Exercise task
Pull out every line in the entries below that contains the word "field". Copy each one in full.

Data shown
= = =

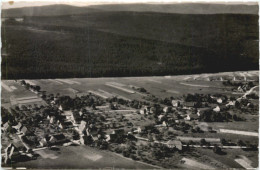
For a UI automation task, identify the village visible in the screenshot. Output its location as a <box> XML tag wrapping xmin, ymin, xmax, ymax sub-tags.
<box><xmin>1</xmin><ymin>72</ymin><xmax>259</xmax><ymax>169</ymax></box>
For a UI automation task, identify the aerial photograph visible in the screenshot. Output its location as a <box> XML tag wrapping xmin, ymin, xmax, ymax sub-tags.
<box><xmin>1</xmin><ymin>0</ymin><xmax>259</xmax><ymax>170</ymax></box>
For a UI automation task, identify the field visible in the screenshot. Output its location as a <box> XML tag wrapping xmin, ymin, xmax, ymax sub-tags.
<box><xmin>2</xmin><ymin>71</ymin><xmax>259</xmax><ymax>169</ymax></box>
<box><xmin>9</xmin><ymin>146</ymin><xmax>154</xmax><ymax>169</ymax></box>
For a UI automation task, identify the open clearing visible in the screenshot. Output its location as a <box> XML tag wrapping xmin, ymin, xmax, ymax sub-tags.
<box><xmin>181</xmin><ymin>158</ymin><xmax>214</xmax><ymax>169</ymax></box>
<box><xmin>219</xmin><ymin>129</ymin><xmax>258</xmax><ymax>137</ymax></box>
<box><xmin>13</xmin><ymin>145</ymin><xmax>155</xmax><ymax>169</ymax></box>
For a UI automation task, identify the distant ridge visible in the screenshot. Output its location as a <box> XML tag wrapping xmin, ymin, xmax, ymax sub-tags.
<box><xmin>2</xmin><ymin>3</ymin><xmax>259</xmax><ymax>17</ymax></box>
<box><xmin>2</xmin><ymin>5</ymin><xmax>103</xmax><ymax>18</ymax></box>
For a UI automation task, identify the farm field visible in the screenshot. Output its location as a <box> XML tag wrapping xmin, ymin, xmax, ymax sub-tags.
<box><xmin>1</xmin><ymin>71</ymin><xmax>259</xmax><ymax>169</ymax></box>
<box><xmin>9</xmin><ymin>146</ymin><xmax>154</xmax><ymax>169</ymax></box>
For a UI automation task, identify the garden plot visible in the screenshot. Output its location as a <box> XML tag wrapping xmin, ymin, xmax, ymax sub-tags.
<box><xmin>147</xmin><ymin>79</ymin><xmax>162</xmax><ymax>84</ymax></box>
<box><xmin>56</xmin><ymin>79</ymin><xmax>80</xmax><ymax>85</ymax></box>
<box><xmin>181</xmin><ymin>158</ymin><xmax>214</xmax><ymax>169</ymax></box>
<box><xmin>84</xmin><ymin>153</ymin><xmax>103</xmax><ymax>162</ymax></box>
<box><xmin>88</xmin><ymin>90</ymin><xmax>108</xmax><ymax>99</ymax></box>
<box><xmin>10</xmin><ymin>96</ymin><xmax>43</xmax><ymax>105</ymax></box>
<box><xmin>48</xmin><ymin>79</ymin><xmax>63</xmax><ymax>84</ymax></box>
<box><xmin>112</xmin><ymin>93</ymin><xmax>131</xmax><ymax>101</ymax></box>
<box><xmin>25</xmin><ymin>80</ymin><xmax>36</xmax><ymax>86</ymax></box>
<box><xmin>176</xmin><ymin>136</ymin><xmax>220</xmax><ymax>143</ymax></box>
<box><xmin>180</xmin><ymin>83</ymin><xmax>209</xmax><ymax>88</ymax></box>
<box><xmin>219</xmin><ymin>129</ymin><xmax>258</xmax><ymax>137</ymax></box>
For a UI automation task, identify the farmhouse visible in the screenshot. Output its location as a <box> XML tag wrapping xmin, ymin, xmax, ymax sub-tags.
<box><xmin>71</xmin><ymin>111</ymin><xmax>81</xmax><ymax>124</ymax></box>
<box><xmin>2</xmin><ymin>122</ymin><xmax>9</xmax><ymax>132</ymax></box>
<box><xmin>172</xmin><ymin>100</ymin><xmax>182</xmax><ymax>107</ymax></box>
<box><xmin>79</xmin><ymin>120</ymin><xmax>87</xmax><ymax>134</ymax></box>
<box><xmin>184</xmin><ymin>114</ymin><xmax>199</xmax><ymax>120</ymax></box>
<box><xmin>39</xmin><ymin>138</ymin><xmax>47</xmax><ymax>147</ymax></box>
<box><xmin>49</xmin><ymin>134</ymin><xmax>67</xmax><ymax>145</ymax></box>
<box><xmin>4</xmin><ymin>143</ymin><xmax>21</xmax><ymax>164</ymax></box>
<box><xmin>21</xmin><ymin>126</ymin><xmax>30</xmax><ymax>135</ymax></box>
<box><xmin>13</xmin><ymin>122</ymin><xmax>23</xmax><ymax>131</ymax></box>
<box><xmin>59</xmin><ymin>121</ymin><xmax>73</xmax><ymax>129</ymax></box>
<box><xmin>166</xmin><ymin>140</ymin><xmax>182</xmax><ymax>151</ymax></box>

= = =

Task result
For a UI automation task, identify the field visible in the screenshot. Output its location as a <box> XML tag wrapping xmin, ymin, xmax, ymax sub-tags.
For a UI automation task, identify the farm field visible in the screenshot. Output its location as a <box> XML tag wrapping xmin, ymin, xmax, ymax sub-tags.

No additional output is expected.